> _TEXTE SOURCE_
====

L’association Nouveau Souffle porte bien son nom. Après quelques minutes d’échange avec ses protagonistes, je respirais déjà mieux. L’enthousiasme et la détermination de ces jeunes gens à faire bouger les choses redonnent du baume au cœur entre deux tours des élections.

Non, naître dans une « cité » n’est pas une fatalité. Ils en sont un exemple. Comblés dans leur vie de famille et posés dans leurs jobs respectifs, ils ont créé cette association à l’origine pour réconcilier les jeunes du quartier Jean Moulin. Oumar, président de l’asso, Lachmi son trésorier et Mechi Mela un membre très actif ont accepté de répondre à mes quelques questions sur l’association.

On est là maintenant et on agit maintenant. Et ceux qui veulent prendre le train en marche sont les bienvenus ! Mechi Mela

Racontez-nous la genèse de Nouveau Souffle, comment tout a commencé ?

Nous sommes tous du même quartier Jean Moulin et nous avons pris conscience qu’il y avait un besoin sur le quartier. Nous avions un peu de temps et nous avons décidé de monter une asso qui nous ressemble. Rapidement le côté sportif est ressorti car les jeunes étaient intéressés par le foot et nous avons donc décidé de monter un club de futsal, pour s’inscrire à la fédé et participer aux compétitions. Au début nous avons monté une équipe masculine puis rapidement nous nous sommes dit qu’il fallait également une équipe féminine. On a dû faire face à quelques contraintes au niveau budget et au niveau des créneaux, mais nous étions motivés par notre ambition. En plus il n’y avait pas de club de foot dans le quartier alors que nous avons un gymnase à côté.

====

> _LIGNES ENREGISTRÉES_
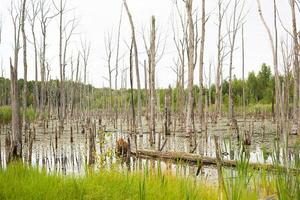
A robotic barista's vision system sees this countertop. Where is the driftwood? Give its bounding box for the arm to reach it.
[131,150,300,174]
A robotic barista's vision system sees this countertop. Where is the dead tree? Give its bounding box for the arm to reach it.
[186,0,195,145]
[81,40,91,109]
[290,0,300,129]
[149,16,156,144]
[216,0,230,117]
[21,0,28,127]
[115,4,123,130]
[0,15,3,44]
[242,25,246,125]
[129,39,136,134]
[28,0,40,110]
[7,3,22,161]
[257,0,284,124]
[172,1,187,127]
[104,33,114,111]
[123,0,143,136]
[39,0,56,117]
[228,0,245,122]
[199,0,207,125]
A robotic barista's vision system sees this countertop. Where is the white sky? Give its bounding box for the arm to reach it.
[0,0,299,87]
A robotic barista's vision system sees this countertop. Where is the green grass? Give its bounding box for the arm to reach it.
[0,158,300,200]
[0,164,218,200]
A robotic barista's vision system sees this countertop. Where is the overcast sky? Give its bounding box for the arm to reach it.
[0,0,299,87]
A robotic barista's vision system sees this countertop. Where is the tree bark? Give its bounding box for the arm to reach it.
[149,16,156,144]
[186,0,195,145]
[21,0,28,127]
[123,0,143,136]
[199,0,206,126]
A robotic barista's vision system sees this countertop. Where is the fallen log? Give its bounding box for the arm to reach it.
[131,150,300,174]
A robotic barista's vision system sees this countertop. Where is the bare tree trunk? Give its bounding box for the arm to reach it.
[129,40,136,133]
[186,0,195,146]
[149,16,156,145]
[199,0,206,126]
[242,25,246,125]
[8,57,22,161]
[257,0,283,125]
[216,0,229,117]
[123,0,143,136]
[28,1,40,111]
[290,0,300,126]
[21,0,28,127]
[7,0,22,162]
[58,0,65,134]
[228,0,244,122]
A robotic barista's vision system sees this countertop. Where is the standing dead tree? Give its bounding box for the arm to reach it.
[6,2,22,161]
[256,0,284,128]
[149,16,156,144]
[172,1,187,131]
[21,0,28,127]
[123,0,143,136]
[216,0,230,117]
[27,0,40,110]
[0,15,3,44]
[199,0,207,125]
[185,0,195,146]
[81,40,91,109]
[228,0,245,122]
[290,0,300,129]
[39,0,56,117]
[104,33,114,111]
[115,4,123,130]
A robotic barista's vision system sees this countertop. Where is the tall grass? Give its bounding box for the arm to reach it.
[0,164,218,200]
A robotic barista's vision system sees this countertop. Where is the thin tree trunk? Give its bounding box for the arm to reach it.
[199,0,206,126]
[123,0,143,136]
[21,0,28,127]
[149,16,156,144]
[186,0,195,146]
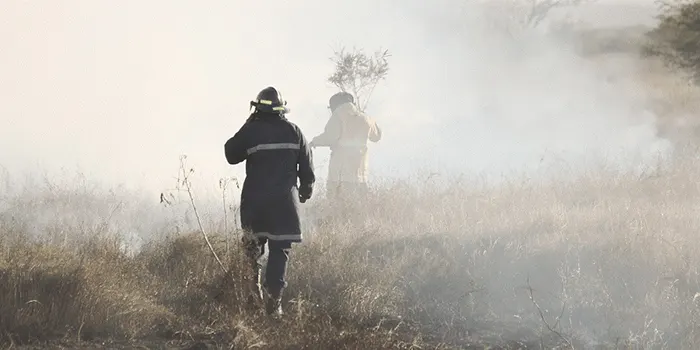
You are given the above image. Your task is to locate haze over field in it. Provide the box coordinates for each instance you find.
[6,0,700,349]
[0,0,670,196]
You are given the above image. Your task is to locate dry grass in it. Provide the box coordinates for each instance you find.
[0,142,700,349]
[0,15,700,349]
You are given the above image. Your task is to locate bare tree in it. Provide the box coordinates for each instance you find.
[478,0,596,37]
[525,0,595,28]
[328,48,390,111]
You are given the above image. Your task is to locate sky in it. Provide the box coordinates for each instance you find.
[0,0,667,197]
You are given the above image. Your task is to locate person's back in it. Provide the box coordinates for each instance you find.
[226,113,312,200]
[311,93,382,197]
[224,87,315,315]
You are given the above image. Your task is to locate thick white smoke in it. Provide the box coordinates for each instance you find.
[0,0,667,192]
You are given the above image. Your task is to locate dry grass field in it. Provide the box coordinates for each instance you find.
[0,2,700,349]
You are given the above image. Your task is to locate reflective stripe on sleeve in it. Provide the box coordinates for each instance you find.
[253,232,301,241]
[248,143,299,155]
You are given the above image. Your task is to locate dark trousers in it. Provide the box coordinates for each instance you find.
[245,238,292,298]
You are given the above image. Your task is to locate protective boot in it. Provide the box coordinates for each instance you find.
[248,267,264,306]
[265,290,284,318]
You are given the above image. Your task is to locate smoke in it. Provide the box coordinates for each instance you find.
[0,0,669,192]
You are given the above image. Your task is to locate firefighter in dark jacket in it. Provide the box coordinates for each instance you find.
[224,87,315,315]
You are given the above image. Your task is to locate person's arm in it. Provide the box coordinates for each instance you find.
[369,119,382,142]
[224,124,248,164]
[311,116,342,147]
[297,128,316,203]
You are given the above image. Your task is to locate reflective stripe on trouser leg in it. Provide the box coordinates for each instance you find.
[265,241,291,298]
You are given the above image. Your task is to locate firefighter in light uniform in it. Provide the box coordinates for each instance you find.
[224,87,315,315]
[311,92,382,199]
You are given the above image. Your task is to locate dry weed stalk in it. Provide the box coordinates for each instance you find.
[174,155,228,278]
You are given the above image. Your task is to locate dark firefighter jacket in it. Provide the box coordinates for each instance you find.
[224,112,315,242]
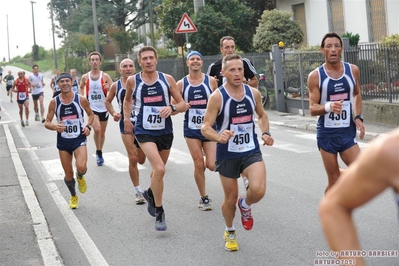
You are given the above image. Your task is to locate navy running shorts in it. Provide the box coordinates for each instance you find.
[93,111,109,121]
[317,137,357,154]
[32,92,44,101]
[57,135,87,154]
[215,152,263,178]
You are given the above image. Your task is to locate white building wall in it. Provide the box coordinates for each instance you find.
[342,0,369,43]
[305,0,329,45]
[276,0,399,45]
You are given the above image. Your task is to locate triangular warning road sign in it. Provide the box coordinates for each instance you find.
[175,13,198,33]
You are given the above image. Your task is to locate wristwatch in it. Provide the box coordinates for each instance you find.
[169,104,176,112]
[353,115,363,122]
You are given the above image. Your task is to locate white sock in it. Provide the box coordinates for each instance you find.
[226,225,236,231]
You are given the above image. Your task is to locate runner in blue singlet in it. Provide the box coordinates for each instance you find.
[104,59,145,204]
[319,129,399,265]
[308,33,364,192]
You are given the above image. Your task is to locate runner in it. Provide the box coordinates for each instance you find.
[319,129,399,266]
[69,68,79,94]
[12,70,31,127]
[80,52,113,166]
[44,73,94,209]
[50,68,61,98]
[123,46,188,231]
[308,33,365,192]
[29,65,46,123]
[105,59,145,204]
[201,54,274,251]
[176,51,217,211]
[3,70,14,102]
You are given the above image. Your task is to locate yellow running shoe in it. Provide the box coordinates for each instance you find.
[76,173,87,194]
[69,195,79,209]
[224,231,238,251]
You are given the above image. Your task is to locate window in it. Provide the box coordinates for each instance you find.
[327,0,345,36]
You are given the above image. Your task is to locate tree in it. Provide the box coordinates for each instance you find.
[105,25,139,54]
[253,9,304,53]
[53,0,157,55]
[155,0,194,47]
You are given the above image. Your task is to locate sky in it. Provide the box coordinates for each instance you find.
[0,0,61,61]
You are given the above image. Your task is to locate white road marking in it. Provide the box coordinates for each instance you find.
[14,125,108,266]
[41,159,64,181]
[271,140,317,153]
[4,125,63,266]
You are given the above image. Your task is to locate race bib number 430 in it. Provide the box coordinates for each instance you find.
[324,101,351,128]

====

> _CONSIGNE DONNÉE_
Reproduisez à l'identique le passage du texte source commençant par "Racontez-nous la genèse" et finissant par "gymnase à côté.". Seul le texte source doit servir de base, sans recourir aux lignes.

> _RÉPONSE AU PROBLÈME_
Racontez-nous la genèse de Nouveau Souffle, comment tout a commencé ?

Nous sommes tous du même quartier Jean Moulin et nous avons pris conscience qu’il y avait un besoin sur le quartier. Nous avions un peu de temps et nous avons décidé de monter une asso qui nous ressemble. Rapidement le côté sportif est ressorti car les jeunes étaient intéressés par le foot et nous avons donc décidé de monter un club de futsal, pour s’inscrire à la fédé et participer aux compétitions. Au début nous avons monté une équipe masculine puis rapidement nous nous sommes dit qu’il fallait également une équipe féminine. On a dû faire face à quelques contraintes au niveau budget et au niveau des créneaux, mais nous étions motivés par notre ambition. En plus il n’y avait pas de club de foot dans le quartier alors que nous avons un gymnase à côté.